- **Text excerpt**:
— begin —

The matters discussed above and other matters have been discussed with you from time to time and yet you have failed to cure these defaults or to make substantial progress toward curing them. Consequently, you are hereby notified that if you do not cure the defaults specified above within ten days from the receipt of this letter, a notice of termination will be issued.
Sincerely, THE CHILCUTT PAINTING CO., INC. By /s/ Shirley Beagle Shirley Beagle, President
SB:lg
The two met on April 26 and 27, 1984 to discuss the April 24th letter. Terry Green testified as to the discussions held in these two meetings. On May 5, 1984, Terry Green was given written notice alleging "material defaults" under the employment agreement and that he (Green) had been given ten days to correct the "defaults", and upon his failure to correct the same he was terminated at 10:00 a.m. on May 10, 1984. The termination notice was executed by Beagle in his capacity as president of the Corporation.
Terry Green testified that on May 10, 1984, he and Beagle sat down and tried to "work through the John Deere accounting system". This was a point raised in the Beagle letter of April 24, 1984 above (item no. 1). Green stated that Beagle told him, "I had no idea it was as complicated as this. You should have a full time accountant up here to make entries on the John Deere to keep track of it." Terry Green then testified in response to all the other factors described in the Beagle letter of April 24, 1984, and called as an expert one Robert Bolin to establish Green's damages.
Beagle testified in response to Green's claims. At the close of the evidence, the trial court entered a directed verdict for the Greens in the sum of $81,967.20, plus interest on their claim for monies due for their common shares of stock. This directed verdict is not challenged on this appeal.
The issues of breach of contract and tortious interference were submitted to the jury. The jury returned its verdict in favor of the Greens on their claim of breach of contract for $250,000.00. The jury also returned its verdict against Beagle as an individual defendant on the Greens' claim of tortious interference with contract for the sum of $250,000.00 in actual damages and $100,000.00 in punitive damages. This appeal followed the overruling of timely-filed post-trial motions.
It is readily observable that appellants' points (1), (2), (3), (6), and (7) directly pertain to the portion of the judgment entered for the Greens on their claim for tortious interference with contract against individual appellant Beagle. These varied points can be and are hereby combined and summarized as follows: Beagle claims error against the trial court in the submission of the claim of tortious interference with the contract because Beagle could not be liable for both breach of contract and tortious interference based upon the same facts. He also claims that the evidence was insufficient to establish that he acted without justification, there was no evidence to support any award for punitive damages, and these errors were compounded by the submission of erroneous instructions.

— end —

- **What you should do**: Decide whether each statement agrees with the court opinion, answering yes or no and quoting the words of the opinion that settle it. (a) Terry Green was terminated at 10:00 a.m. on May 10, 1984. (b) The directed verdict for the Greens is challenged on this appeal. (c) The jury awarded $150,000.00 in punitive damages against Beagle. The records that come after the court opinion are separate material and are unrelated to it.

- **Records shown**:
— begin —

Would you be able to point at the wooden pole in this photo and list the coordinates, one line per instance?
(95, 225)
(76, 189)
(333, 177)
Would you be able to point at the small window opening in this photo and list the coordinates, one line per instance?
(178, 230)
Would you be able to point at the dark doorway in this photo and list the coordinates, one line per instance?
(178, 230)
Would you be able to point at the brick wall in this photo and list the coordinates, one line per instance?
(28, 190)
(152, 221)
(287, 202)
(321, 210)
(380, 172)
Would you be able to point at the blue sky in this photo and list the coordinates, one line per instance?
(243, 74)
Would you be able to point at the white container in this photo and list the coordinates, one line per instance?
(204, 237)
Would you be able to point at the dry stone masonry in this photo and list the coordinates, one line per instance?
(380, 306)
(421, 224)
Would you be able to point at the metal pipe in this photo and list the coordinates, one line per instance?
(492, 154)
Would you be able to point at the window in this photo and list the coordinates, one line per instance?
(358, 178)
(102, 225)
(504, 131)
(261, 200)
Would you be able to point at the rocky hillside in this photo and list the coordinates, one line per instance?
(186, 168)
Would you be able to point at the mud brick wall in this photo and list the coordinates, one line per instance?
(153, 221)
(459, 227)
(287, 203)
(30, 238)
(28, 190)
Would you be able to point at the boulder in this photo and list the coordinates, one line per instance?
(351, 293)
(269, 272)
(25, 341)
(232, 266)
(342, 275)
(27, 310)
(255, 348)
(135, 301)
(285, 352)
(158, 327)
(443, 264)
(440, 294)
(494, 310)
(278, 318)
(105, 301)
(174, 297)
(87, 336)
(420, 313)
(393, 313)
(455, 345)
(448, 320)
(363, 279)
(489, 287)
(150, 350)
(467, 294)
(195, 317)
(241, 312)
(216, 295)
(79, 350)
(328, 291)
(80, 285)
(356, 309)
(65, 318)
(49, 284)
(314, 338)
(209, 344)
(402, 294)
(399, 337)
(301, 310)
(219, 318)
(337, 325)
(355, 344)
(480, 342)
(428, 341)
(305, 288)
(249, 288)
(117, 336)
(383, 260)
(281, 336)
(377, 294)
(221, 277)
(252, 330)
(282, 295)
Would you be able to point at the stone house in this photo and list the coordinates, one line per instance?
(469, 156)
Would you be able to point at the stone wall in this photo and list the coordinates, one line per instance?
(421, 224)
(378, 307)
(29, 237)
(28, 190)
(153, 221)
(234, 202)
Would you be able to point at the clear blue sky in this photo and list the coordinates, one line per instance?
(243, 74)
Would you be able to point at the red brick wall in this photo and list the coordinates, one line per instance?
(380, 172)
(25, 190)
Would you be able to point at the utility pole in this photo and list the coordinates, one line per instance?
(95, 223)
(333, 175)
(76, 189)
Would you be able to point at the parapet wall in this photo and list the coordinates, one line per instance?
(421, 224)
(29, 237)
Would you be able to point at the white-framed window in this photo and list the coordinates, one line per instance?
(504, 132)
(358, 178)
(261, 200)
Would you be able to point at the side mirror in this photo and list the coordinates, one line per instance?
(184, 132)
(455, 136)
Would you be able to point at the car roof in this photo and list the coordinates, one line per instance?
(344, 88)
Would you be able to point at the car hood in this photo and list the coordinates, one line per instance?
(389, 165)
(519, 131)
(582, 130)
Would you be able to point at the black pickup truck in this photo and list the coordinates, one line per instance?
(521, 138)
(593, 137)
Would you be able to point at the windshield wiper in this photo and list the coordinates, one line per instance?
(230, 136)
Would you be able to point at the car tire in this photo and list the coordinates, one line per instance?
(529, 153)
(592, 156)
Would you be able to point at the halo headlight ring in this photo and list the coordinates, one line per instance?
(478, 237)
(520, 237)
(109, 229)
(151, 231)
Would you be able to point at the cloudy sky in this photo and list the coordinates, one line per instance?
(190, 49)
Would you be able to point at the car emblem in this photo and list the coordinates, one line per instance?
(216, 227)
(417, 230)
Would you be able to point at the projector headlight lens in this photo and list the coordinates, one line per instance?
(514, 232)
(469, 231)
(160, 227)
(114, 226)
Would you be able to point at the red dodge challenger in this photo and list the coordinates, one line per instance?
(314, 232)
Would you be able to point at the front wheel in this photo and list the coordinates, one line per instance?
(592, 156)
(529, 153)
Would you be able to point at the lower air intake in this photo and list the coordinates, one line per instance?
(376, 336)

— end —

- **Exercise solution**:
(a) Yes: "he was terminated at 10:00 a.m. on May 10, 1984."
(b) No: "This directed verdict is not challenged on this appeal."
(c) No: "$100,000.00 in punitive damages"